───── TEXTO DE ORIGEN
Hay regalos que llegan adelantados y que son, también, inesperados.
En mi ciudad anclada en medio de los andes, leyendo los diarios, lamentaba no poder asistir a esos –cada vez- más frecuentes conciertos que sacuden Lima. A algunos he ido pues sería un sacrilegio pasarlos por alto (
Metallica), otros no me mueven un pelo (Arjona, Beyonce y demás animalejos por el estilo) y los más hubiera ido sino fuera por las 20 horas y la vida en juego que supone un viaje por tierra a Lima o los 160 dólares más impuestos del pasaje aéreo.
En esas estaba, lamentando no poder asistir al concierto que daría Joaquín Sabina en Lima, cuando mi compañera de siempre me sorprende mostrándome dos entradas en zona VIP como regalo adelantado del día del padre. Sin pensarlo mucho, hacemos maletas y, por una enfermedad inesperada, llevamos a la pequeña Mikaela a visitar a sus abuelos a la malhadada capital.
──────────
───── REGISTROS MOSTRADOS
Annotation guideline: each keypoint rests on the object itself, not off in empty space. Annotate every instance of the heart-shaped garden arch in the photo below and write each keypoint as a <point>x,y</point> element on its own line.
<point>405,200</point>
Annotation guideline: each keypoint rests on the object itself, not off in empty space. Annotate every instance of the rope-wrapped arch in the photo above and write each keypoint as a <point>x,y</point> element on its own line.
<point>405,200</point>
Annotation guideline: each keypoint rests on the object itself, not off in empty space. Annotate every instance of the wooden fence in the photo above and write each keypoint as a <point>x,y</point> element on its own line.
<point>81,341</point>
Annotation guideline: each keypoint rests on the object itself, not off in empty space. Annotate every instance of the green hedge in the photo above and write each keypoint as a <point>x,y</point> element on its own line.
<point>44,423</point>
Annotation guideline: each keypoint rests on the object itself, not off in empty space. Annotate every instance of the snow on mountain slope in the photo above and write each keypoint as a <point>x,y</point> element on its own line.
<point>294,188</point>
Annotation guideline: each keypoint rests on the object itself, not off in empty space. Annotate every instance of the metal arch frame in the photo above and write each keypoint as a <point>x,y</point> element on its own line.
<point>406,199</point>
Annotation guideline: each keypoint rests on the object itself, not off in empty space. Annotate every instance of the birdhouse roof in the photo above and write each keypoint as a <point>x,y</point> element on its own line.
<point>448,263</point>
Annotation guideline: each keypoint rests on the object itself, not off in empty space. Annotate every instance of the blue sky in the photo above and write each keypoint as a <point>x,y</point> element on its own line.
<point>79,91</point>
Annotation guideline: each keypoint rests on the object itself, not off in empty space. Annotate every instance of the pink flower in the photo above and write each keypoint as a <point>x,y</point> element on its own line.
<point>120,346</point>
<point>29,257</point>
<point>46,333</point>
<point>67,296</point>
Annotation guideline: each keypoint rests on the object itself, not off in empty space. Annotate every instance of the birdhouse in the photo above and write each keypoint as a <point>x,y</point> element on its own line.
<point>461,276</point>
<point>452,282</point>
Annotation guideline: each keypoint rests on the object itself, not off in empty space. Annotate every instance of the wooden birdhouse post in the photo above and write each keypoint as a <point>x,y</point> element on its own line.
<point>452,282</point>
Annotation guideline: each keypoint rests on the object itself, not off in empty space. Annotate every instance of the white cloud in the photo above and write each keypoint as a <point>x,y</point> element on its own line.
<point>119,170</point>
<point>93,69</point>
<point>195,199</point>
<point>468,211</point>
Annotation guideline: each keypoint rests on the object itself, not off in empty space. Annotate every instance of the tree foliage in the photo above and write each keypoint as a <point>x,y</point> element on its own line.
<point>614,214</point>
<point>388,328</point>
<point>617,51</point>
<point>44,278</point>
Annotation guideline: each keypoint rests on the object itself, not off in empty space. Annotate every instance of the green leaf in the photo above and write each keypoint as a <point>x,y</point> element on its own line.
──────────
- [TAREA PEDIDA]
Prosigue el relato sobre las entradas para el concierto de Joaquín Sabina en Lima a partir de su última oración.

- [ESPACIO DE RESPUESTA]
Había tenido la suerte de ver a Sabina hace muchos años en la Universidad Católica, cuando llegó de gira con Pablo Milanés y aun no era muy conocido por estos lares, por eso sabía que iba a ser una noche muy especial. Pero de eso había pasado ya mucho tiempo y mucha agua había corrido bajo el puente. Entre ellos, la edición de varios discos fundamentales de Sabina
(“Yo, mi, me, contigo”, “19 días y 500 noches”, entre otros) y una crisis de salud que casi se lo lleva por delante, obligándolo a bajar revoluciones, cigarrillos, trago y sustancias de dudosa procedencia.
La noche prometía y aunque el Jockey Plaza era un hormiguero de pituquería limeña, uno se emociona hasta el tuétano cuando ingresa a la pequeña explanada y ve el escenario dispuesto para ser motivo de comunión con uno de los ídolos musicales de mi vida universitaria, y, desde entonces, del resto de vida que me quede.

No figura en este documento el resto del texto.